Rows
--- start ---

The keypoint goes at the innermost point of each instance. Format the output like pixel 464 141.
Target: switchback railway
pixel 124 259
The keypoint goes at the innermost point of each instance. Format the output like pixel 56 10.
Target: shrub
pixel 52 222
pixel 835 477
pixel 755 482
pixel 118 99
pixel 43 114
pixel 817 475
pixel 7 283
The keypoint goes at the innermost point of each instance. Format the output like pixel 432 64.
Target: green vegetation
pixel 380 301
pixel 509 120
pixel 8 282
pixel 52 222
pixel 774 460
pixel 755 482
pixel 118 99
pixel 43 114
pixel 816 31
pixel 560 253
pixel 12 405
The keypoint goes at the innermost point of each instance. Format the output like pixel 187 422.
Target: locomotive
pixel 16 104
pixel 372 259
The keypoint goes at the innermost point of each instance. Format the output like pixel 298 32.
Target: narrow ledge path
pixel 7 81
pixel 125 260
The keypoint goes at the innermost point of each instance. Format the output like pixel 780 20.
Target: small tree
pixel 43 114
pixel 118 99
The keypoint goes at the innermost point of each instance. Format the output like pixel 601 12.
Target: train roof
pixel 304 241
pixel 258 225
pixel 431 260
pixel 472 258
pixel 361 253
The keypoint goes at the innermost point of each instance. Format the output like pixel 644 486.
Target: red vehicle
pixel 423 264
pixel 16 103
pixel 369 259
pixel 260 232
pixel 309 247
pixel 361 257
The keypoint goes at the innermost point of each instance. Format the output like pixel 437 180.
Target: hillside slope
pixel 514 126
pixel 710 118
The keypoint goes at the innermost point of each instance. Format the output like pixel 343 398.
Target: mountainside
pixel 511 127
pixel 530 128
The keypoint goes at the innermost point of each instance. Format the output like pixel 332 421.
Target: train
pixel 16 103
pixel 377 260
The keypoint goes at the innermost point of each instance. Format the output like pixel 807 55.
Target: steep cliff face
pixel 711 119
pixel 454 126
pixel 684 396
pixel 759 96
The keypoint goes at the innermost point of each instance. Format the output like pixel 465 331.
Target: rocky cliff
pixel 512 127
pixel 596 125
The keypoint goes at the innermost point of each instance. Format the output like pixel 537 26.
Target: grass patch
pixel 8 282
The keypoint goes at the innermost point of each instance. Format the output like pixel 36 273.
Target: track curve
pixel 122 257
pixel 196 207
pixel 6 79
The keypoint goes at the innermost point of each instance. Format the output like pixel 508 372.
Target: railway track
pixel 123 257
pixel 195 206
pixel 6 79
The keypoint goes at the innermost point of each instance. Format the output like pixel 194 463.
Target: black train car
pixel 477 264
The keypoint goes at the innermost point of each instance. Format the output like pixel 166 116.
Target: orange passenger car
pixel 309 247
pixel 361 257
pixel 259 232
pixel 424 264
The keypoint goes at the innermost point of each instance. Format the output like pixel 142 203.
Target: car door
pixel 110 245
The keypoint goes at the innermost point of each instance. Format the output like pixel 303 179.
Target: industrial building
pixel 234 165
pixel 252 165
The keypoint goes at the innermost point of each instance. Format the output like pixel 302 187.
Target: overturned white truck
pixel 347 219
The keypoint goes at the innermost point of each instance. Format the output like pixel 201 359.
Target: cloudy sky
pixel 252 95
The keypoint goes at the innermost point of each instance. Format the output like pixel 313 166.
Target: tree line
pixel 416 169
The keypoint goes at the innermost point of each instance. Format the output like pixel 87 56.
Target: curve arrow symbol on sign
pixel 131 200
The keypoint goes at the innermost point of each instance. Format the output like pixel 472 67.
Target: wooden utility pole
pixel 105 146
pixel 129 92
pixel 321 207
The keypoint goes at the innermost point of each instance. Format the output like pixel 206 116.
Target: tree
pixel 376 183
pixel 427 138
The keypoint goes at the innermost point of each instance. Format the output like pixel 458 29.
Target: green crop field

--- end ---

Task objective
Please reproduce all of the material above line for line, with no changes.

Reply to the task
The keypoint goes at the innermost point of each instance. Format the output like pixel 464 141.
Target: switchback railway
pixel 124 259
The keypoint goes at the innermost point of each instance. Format the output like pixel 56 10.
Target: shrub
pixel 52 222
pixel 835 477
pixel 755 482
pixel 118 99
pixel 43 114
pixel 817 475
pixel 7 283
The keypoint goes at the innermost point of each instance. Format the output like pixel 432 64.
Target: green vegetation
pixel 380 301
pixel 509 120
pixel 8 282
pixel 52 222
pixel 774 460
pixel 755 482
pixel 118 99
pixel 43 114
pixel 816 31
pixel 560 253
pixel 12 405
The keypoint goes at the innermost point of each instance. Format the output like pixel 187 422.
Target: locomotive
pixel 16 104
pixel 372 259
The keypoint goes at the innermost point of each instance. Format the output like pixel 298 32.
Target: narrow ledge path
pixel 7 81
pixel 125 260
The keypoint goes at the innermost point of each instance. Format the output like pixel 780 20.
Target: small tree
pixel 43 114
pixel 118 99
The keypoint goes at the innermost point of each instance. Format the output like pixel 601 12.
Target: train roof
pixel 304 241
pixel 258 225
pixel 431 260
pixel 472 258
pixel 361 253
The keypoint goes at the innermost point of each instance. Format the output like pixel 644 486.
Target: red vehicle
pixel 423 264
pixel 16 103
pixel 369 259
pixel 260 232
pixel 309 247
pixel 361 257
The keypoint goes at the innermost point of each instance. Format the output like pixel 437 180.
Target: hillside slope
pixel 514 126
pixel 710 118
The keypoint goes at the innermost point of each instance. Format the output like pixel 343 398.
Target: mountainside
pixel 511 127
pixel 530 128
The keypoint goes at the innermost point of each instance. Format the output like pixel 332 421.
Target: train
pixel 16 103
pixel 377 260
The keypoint goes at the innermost point of each instance. Format the output like pixel 807 55.
Target: steep cliff face
pixel 711 119
pixel 454 126
pixel 684 396
pixel 759 96
The keypoint goes at the innermost point of each instance. Format the output like pixel 465 331.
Target: rocky cliff
pixel 512 127
pixel 596 125
The keypoint goes at the innermost point of each instance. Format the output like pixel 537 26.
Target: grass patch
pixel 8 282
The keypoint goes at the innermost point of each instance. Format the output like pixel 36 273.
Target: track curve
pixel 122 257
pixel 196 207
pixel 6 79
The keypoint goes at the innermost point of each instance. Format the output like pixel 508 372.
Target: railway track
pixel 123 257
pixel 195 206
pixel 6 79
The keypoint goes at the innermost point of each instance. Format the output like pixel 194 463.
Target: black train car
pixel 477 264
The keypoint goes at the innermost point of each instance. Format the output like pixel 166 116.
Target: orange passenger car
pixel 309 247
pixel 361 257
pixel 259 232
pixel 424 264
The keypoint goes at the innermost point of each instance. Format the output like pixel 142 203.
Target: car door
pixel 110 245
The keypoint goes at the innermost point of each instance. Format the output like pixel 303 179.
Target: industrial building
pixel 234 165
pixel 252 165
The keypoint goes at the innermost point of each instance. Format the output like pixel 302 187.
Target: overturned white truck
pixel 347 219
The keypoint goes at the innermost point of each instance. Format the output like pixel 201 359.
Target: cloudy sky
pixel 252 95
The keypoint goes at the innermost point of each instance. Format the output like pixel 313 166.
Target: tree line
pixel 416 169
The keypoint goes at the innermost point of each instance. Format the output like pixel 87 56.
Target: curve arrow symbol on sign
pixel 131 200
The keypoint goes at the innermost point of each instance. Format the output like pixel 472 67.
Target: wooden utility pole
pixel 105 146
pixel 129 92
pixel 321 207
The keypoint goes at the innermost point of each instance. Format the output like pixel 206 116.
Target: tree
pixel 376 183
pixel 427 138
The keypoint goes at the innermost point of each instance. Format the output like pixel 458 29.
Target: green crop field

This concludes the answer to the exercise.